EXTRACT TO READ:
----
Even when others, including the law, their spouses or their
victims (in some cases the same things) do hold them accountable, in their
minds they are the victims of forces over which they believe they have no
control. Thus, they are also blameless
victims, no matter the cost to others.
The hormones, the impulses, the fates themselves have determined the
outcomes, and the "addict" is just another victim.
It is useful to notice the circularity of the above
argument, which can be summarized easily in the following statement: "An irresistible impulse is an impulse
one chooses not to resist". How do
you know an impulse was the result of an irresistible addiction? Because you
didn't resist it. Could you have
resisted it? If you claim you could not, you claim it because you did not. Have you ever had an impulse belonging to
your addiction that you did resist? Then
you can resist it. You can't have it
both ways. If the impulse is
irresistible, there is nothing to resist and no point in trying. If it can be resisted, then resist it.
With such logic you can do anything you like, claim that you
didn't like it but couldn't help it, and
reap the benefits (such as they are) of being an irresponsible child who is at
the same time immune from consequences and punishment. The world in which "addicts" live
is uncivilized, animalistic, brutal and exploitive. How can it be otherwise? They "can't
help it".
----
WRITTEN TASK A: Locate each line of the listing that contains the string "asphalt", treating uppercase and lowercase as distinct, and copy those lines.
WRITTEN TASK B: Pick up the passage on addiction and accountability after its final sentence and extend it.

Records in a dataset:
----
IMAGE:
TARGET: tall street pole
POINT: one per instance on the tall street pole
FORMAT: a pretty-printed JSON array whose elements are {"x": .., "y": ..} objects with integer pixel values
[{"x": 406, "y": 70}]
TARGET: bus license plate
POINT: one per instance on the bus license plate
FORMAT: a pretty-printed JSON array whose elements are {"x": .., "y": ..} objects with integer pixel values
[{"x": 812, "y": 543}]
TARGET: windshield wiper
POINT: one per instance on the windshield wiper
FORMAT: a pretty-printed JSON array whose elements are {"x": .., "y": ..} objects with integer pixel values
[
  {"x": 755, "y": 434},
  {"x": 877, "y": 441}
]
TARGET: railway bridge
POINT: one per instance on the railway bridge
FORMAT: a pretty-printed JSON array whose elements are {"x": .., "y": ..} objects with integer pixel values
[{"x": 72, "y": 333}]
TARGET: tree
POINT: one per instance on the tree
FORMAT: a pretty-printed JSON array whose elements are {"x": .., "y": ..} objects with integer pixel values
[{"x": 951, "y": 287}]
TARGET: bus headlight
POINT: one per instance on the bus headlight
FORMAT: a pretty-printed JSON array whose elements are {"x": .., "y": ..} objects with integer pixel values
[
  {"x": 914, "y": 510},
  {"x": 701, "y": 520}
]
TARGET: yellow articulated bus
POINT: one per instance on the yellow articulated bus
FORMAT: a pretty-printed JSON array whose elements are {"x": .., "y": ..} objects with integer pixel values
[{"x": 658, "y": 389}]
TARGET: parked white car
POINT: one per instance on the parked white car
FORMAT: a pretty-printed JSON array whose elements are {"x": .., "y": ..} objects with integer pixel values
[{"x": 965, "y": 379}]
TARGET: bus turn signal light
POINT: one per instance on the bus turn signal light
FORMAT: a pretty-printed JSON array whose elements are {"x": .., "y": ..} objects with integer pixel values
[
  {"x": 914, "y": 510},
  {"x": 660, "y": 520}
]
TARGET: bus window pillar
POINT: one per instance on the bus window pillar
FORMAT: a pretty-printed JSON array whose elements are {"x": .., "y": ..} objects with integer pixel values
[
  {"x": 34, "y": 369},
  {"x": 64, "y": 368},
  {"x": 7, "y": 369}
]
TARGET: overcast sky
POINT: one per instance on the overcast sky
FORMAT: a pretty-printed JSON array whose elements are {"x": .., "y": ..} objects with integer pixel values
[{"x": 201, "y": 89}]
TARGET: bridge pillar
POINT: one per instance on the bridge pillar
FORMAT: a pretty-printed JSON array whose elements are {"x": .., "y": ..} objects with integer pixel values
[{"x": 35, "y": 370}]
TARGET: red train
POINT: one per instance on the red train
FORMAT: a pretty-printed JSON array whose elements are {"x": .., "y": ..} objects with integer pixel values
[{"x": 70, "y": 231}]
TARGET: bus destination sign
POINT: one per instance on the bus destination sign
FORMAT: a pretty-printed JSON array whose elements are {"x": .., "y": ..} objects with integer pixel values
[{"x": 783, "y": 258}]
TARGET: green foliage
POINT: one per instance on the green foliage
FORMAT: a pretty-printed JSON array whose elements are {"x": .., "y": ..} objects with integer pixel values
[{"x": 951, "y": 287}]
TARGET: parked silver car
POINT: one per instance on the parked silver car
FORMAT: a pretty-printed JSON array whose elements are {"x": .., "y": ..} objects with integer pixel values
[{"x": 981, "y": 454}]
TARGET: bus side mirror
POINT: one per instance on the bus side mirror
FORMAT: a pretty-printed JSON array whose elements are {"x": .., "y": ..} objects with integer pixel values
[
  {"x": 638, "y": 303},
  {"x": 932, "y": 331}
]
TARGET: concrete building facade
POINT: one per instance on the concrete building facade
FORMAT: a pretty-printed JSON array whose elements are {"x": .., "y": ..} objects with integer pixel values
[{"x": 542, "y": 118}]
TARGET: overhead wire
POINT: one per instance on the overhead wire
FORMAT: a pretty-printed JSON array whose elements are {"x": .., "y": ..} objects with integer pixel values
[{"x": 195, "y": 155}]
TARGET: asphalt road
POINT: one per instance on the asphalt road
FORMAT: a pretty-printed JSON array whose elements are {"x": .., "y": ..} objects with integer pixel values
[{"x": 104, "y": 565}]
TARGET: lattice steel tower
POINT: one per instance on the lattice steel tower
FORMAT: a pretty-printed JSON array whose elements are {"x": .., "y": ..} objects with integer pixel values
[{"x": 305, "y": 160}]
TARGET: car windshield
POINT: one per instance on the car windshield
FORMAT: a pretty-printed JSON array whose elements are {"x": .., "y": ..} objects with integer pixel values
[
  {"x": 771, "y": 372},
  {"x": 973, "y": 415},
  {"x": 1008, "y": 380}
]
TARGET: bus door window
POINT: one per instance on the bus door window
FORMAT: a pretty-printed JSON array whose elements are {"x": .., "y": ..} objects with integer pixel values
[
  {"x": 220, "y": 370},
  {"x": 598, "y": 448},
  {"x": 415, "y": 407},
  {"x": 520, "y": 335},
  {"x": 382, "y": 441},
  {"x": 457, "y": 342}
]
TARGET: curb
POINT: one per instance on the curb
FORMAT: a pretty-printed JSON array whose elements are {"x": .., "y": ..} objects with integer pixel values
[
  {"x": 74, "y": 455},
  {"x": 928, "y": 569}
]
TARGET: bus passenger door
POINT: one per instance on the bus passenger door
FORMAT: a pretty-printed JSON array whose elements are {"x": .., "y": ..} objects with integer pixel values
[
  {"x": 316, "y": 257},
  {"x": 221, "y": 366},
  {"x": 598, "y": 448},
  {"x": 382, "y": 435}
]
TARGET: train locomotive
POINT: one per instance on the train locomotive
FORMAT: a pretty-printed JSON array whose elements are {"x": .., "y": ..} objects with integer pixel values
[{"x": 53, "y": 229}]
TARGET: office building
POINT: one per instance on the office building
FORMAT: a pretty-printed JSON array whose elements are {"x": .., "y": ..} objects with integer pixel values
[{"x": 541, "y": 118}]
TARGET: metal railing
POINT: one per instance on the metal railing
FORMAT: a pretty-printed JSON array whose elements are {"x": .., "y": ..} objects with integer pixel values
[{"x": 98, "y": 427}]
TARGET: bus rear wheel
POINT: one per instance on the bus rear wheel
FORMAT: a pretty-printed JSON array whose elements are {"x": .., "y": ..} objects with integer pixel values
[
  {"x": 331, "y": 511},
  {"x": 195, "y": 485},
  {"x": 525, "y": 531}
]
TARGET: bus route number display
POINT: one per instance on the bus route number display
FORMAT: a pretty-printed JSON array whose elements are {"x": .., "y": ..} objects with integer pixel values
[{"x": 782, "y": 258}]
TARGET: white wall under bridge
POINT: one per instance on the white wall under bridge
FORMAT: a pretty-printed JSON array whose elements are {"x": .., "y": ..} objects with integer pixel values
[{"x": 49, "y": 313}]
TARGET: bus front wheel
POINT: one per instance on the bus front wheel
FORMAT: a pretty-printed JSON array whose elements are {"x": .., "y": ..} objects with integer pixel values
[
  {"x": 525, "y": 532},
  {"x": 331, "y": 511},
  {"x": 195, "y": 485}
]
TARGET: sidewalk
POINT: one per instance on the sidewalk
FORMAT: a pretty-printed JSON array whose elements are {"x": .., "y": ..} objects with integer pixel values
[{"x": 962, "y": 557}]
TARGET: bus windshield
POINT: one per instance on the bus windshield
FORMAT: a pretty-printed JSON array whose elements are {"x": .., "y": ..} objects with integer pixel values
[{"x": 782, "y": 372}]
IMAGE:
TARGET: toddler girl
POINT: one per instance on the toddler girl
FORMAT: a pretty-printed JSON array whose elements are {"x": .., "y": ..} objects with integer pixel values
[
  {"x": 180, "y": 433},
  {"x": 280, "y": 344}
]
----
TASK RESULT A:
TARGET: asphalt road
POINT: one per instance on the asphalt road

TASK RESULT B:
This is an unworkable model for a civilized world. Quite apart from whether or not addiction is a valid concept, a world in which
people are not considered to be in control of and accountable for their actions
is not one in which we would choose to live.
The proof of the above statement is easily tested by simply observing
and evaluating the world in which addicts live.
It is because their irresponsible, impulse-ridden and
animalistic world has to exist in the same world as that of the rest of us that
the conflict between us exists. Those of
us who are responsible and answerable for our behaviors have to deal with those
who do not, and the results for both groups is what amounts to war. The citizens have to protect themselves
against the lawless, but no less do the lawless have to protect themselves
against us.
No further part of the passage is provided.